[Image location labeling entries]
-- -- --
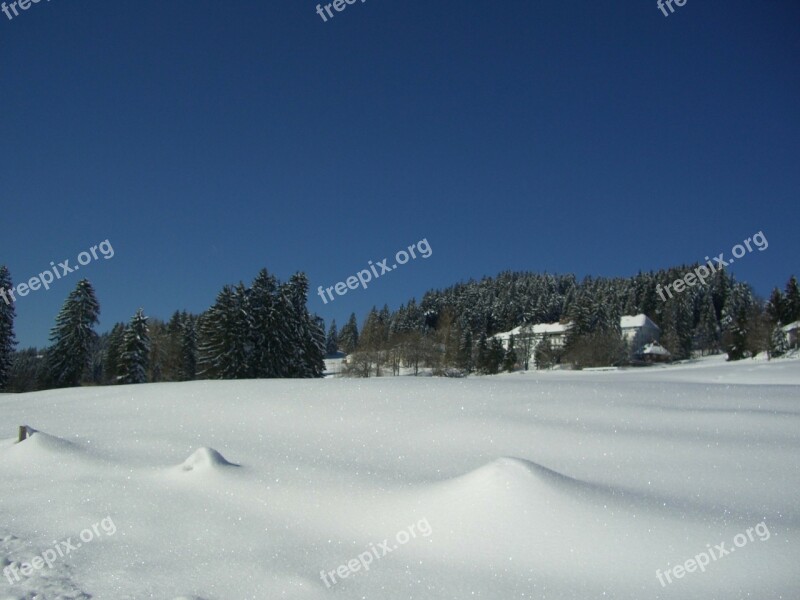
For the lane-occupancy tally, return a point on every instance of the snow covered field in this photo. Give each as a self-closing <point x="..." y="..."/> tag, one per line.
<point x="558" y="485"/>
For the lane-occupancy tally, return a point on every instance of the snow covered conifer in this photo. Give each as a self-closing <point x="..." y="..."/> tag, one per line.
<point x="332" y="341"/>
<point x="7" y="341"/>
<point x="348" y="338"/>
<point x="135" y="350"/>
<point x="73" y="336"/>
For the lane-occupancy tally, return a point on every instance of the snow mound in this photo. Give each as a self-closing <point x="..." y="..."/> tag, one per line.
<point x="514" y="481"/>
<point x="42" y="447"/>
<point x="206" y="459"/>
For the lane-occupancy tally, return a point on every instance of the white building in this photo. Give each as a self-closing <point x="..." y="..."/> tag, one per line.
<point x="792" y="332"/>
<point x="637" y="331"/>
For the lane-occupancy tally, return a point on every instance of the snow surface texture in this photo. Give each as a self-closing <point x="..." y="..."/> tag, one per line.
<point x="557" y="485"/>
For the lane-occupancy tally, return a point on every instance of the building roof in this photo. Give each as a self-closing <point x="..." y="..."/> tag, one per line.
<point x="640" y="320"/>
<point x="791" y="326"/>
<point x="626" y="322"/>
<point x="655" y="349"/>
-- -- --
• [Instruction]:
Generate a word-for-word copy of the preceding records, excluding all pictures.

• [The response]:
For the lane-occupancy tally, return a point on every instance of the snow covered field in this photo. Give each as a self-closing <point x="..." y="..."/> tag, one per line.
<point x="558" y="485"/>
For the lane-occupancy tally, return a point on every instance of the snow covered conifer in this photo. Give each as a self-closing <point x="..." y="..."/> tag, one per line.
<point x="332" y="341"/>
<point x="7" y="341"/>
<point x="348" y="338"/>
<point x="135" y="350"/>
<point x="73" y="336"/>
For the lane-occupancy tally, return a point on every instance of the snow mound in this photo. Give each as a self-closing <point x="..." y="..."/> tag, one per line.
<point x="514" y="481"/>
<point x="42" y="447"/>
<point x="206" y="459"/>
For the lane-occupancy tally, return a point on every instance of the white building in this photo. Give each as a self-closing <point x="..." y="..."/> tag, one per line.
<point x="792" y="332"/>
<point x="637" y="331"/>
For the lane-occupancy tally, return a point on every instance of the snow surface texture in this photo. Give each as a self-closing <point x="..." y="..."/> tag, one per line.
<point x="557" y="485"/>
For the lane-occupancy tally, return a point on every instance of the building roof in this photo. Give each as a self-closing <point x="..." y="..."/> tag, one per line.
<point x="640" y="320"/>
<point x="791" y="326"/>
<point x="626" y="322"/>
<point x="655" y="349"/>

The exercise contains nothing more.